# START OF PROVIDED TEXT

Boost logo

Boost :

From: Joerg Walter (jhr.walter_at_[hidden])
Date: 2002-06-25 14:03:46


----- Original Message -----
From: "Benedikt Weber" <weber_at_[hidden]>
Newsgroups: gmane.comp.lib.boost.devel
To: <boost_at_[hidden]>
Sent: Tuesday, June 25, 2002 1:23 PM
Subject: [boost] uBLAS performance problem with CodeWarrior 8

> I compiled uBLAS with Metrowerks CodeWarrior 8 on Windows 2000. Once I got
> the include paths right (avoiding exception.h and functional.h from MSL
> being included instead from uBLAS), all tests compiled without errors.
(Well
> the new ISO template parser found a lot missing typename's in the testing
> code and some undefined matrices called "m3" [should be "m"] which are not
> actually instantiated.)

Would you please be so kind to provide us with your changes? We don't have
access to any Code Warrior version (and are always interested to improve the
conformance of uBLAS ;-)

# END OF PROVIDED TEXT

YOUR TASK ▸ Revise the mailing-list post from "Would you please" up to and including "of uBLAS ;-)", putting "patches" in place of "changes".

# START OF SUPPLIED ENTRIES

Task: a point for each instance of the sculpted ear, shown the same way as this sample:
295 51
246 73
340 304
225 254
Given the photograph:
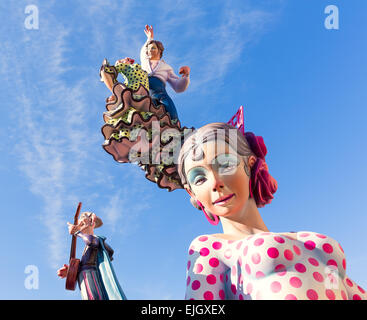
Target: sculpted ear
188 190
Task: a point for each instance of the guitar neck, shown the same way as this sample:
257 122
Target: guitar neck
73 241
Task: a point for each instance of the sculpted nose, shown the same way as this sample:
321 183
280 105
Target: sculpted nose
217 183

# END OF SUPPLIED ENTRIES

SOLUTION TO THIS PROBLEM ▸
Would you please be so kind to provide us with your patches? We don't have
access to any Code Warrior version (and are always interested to improve the
conformance of uBLAS ;-)